[Directions for this task] Continue the piece of neuropathy tips from where it stops, picking up right after its last sentence.
(Excerpted passage Opens)
10 Tips for Dealing with Neuropathy

1. I found that wide or big soled running shoes – Hoka® brand and Brooks Transcend – helped. Also, if you’re active, make sure you’re checking your feet for blisters. You may not feel them until it’s very bad (if even then). I’ll add that I had CIPN through my hands and feet. It took about six months for my hands to improve post-chemo, and my feet got better over the year to year and a half, though the tips of my toes still have neuropathy seven years later. Running or trying to be active was the worst with my feet: It felt like 10,000 tiny pins stabbing them. –Kari Hagenow

2. I second the Hokas. They help my feet when nothing else does. I wish this topic was talked about more often. It's been four years and my feet and ankles are a hot mess! –Anna Boyle Squitieri

3. Yoga and patience. –Jessica Catlin

4. Gabapentin has helped me. I take three a day. My doctor increased my dosage. I also do acupuncture and try to stay active. –Gina Wagner

5. Time, support hose, big shoes, CBD. I wish I could have done more at the time when I had “chemo” feet. I’m a year and a half out, and I may have improved a little. I don’t know if CBD helps. My balance is only off when I first wake up, but I really have to wake up my feet before I try to stand. I feel like I have sand in my shoes constantly. –Cheri Harrell Anthony

6. I hiked a lot, started with short walks and kept pushing. I stood on rocks and practiced balancing and learning my limits. I try to keep my feet as comfortable as possible at all times. If they get too cold or too hot it's painful. I have all sorts of socks for everything – the linings have to be soft and smooth because if there is texture it can be painful. Sometimes I have to prop my feet up. I am almost six years out. I have gotten used to the CIPN, and it is now just a mild annoyance most days. –Amy Byers Figgs

7. Acupuncture. –Tim McDonald

8. Futzuki Reflexology Mat and Nervive® Pain Relief Cream helps with the pain. My neuropathy is up to my knees. I wear Topo sneakers for taking walks. They have a zero drop [they’re flat], so I won't trip. I try not to wear socks because they are painful. In the winter, I wear Ugg® slippers because they have a thick sole, and I'm outside with kids. –Deb Kenney Perrin

9. Supportive shoes, vitamin B12, and daily strength training for hands and feet really helped. I also used this Hand/Feet Grip Strength Exerciser Kit. When it became too difficult to type, I used the voice to text on my computer to continue working. Occasional pedicures were a nice treat and helpful too! –Raegan Downing

10. I'm 10 years out and my feet, toes, and calves are still numb. Lyrica® has helped along with Voltaren gel. Nights are difficult: After being on my feet for most of the day, when I sit down, the burning sensation starts. Also, Biofreeze is awesome. –Pam Allen

Additional Tips for Dealing with Neuropathy

Looking for additional ideas? OOmega Chukka can help you feel like you are walking on a cloud, especially when your feet are super sensitive.
(Excerpted passage Closes)
(Provided material Opens)
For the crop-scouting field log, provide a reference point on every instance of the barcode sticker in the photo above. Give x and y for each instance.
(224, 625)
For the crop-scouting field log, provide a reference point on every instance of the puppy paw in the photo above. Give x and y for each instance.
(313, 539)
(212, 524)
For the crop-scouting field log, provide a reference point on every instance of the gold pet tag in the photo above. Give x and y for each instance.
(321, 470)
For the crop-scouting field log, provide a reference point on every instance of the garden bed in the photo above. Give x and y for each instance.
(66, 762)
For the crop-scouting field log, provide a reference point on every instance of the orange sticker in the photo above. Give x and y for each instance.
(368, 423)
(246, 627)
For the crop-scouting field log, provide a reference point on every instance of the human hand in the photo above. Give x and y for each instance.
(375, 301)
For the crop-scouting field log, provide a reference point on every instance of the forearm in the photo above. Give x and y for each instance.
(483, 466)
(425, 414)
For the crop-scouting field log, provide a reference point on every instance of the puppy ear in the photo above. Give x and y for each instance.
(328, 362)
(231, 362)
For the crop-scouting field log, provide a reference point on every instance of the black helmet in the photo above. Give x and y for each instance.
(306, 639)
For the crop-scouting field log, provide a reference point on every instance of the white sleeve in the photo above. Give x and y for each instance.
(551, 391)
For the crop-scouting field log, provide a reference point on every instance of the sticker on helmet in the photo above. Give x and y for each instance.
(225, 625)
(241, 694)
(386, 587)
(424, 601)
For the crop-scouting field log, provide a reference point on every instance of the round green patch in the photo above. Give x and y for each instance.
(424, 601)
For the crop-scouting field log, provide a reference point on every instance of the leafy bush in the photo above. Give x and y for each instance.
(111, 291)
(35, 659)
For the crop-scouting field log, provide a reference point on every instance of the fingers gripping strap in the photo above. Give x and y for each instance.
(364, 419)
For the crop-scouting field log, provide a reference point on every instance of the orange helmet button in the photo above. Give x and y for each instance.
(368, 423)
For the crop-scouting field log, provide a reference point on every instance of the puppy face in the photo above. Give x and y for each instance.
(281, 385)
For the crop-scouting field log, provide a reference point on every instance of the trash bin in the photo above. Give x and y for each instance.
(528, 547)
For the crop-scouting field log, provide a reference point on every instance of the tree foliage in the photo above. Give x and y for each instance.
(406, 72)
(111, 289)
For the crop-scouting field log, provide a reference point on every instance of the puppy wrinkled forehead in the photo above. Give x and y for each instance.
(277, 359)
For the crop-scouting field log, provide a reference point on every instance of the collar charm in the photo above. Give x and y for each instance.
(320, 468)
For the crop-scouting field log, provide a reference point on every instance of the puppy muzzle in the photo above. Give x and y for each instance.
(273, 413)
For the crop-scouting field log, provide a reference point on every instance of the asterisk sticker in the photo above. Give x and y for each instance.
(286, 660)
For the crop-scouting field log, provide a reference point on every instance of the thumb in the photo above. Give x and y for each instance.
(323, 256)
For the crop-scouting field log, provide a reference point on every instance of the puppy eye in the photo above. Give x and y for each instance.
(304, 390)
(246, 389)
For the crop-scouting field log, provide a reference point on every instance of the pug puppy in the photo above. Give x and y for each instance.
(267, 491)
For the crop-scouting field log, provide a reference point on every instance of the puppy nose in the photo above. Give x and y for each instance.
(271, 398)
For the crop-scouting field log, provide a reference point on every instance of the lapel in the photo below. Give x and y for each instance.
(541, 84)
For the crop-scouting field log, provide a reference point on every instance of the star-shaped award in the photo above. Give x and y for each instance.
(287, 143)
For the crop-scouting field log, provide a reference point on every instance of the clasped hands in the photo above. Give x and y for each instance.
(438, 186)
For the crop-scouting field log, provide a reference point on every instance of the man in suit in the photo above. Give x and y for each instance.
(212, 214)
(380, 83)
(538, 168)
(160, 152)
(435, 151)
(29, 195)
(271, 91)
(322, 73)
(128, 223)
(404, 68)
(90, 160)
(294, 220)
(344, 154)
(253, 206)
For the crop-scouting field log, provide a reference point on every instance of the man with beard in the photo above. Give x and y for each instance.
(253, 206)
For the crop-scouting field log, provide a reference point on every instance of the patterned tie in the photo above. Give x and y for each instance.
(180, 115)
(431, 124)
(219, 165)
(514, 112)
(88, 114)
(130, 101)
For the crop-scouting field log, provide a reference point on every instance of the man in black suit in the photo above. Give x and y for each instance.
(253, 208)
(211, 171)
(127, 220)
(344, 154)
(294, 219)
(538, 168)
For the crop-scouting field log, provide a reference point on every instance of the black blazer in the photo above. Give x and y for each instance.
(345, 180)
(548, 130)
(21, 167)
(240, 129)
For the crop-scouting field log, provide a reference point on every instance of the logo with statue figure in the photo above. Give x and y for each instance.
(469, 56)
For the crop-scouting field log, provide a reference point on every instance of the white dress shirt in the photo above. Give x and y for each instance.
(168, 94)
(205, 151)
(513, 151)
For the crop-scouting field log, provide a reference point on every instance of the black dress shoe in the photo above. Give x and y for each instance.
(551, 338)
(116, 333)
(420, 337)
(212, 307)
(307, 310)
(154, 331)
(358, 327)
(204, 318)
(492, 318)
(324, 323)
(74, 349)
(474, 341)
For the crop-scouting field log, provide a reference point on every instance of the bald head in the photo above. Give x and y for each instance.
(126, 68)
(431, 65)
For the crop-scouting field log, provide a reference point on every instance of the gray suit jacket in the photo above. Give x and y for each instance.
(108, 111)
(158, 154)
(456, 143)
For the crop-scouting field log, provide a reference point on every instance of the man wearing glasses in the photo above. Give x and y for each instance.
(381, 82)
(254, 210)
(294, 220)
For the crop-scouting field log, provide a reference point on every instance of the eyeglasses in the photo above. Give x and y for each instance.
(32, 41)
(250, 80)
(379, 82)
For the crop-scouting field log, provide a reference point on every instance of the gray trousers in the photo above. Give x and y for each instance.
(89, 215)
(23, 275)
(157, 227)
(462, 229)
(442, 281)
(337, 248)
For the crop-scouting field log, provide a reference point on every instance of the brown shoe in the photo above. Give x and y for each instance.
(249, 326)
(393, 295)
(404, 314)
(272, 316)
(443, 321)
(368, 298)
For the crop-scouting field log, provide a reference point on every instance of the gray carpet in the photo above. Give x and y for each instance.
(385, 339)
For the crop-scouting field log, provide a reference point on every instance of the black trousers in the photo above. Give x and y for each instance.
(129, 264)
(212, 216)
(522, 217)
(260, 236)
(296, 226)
(Provided material Closes)
[Task response]
The med massager foot massager feels like a foot massage without someone actually massaging your feet. This is a great gift for someone you love who struggles with neuropathy. It helps to make life less painful.

To Learn More About Neuropathy

Please check out Fight CRC Side Effects Mini Magazine and a recently posted neuropathy blog for more tips and information on dealing with neuropathy.

4 thoughts on “Cancer Survivors’ 10 Tips for Dealing with Neuropathy

  1. Stage IIIC colorectal cancer with chemo/radiation/surgery. The radiation and surgery disrupt the pelvic floor. Physical Therapy designed specifically for the pelvic floor helped my peripheral neuropathy as well as sciatic pain and branches of that nerve. I was able to eliminate pain meds. Kegels may not be the answer because the pelvic floor could be too tight combatting pain. A professional evaluation should be done.

  2. Omg I’m reading this an crying. I’m not alone. My doctor said she doesn’t know what it is and I have been so worried. I have this up to my knees and also fingers. And I am a survivor of colorectal cancer. It is real. I’m not going mad. Thank you.

    1. Hi Addie, You are not alone. Neuropathy is real, and you are not going mad. We hope that some of these tips survivors shared are able to help you ease neuropathy symptoms.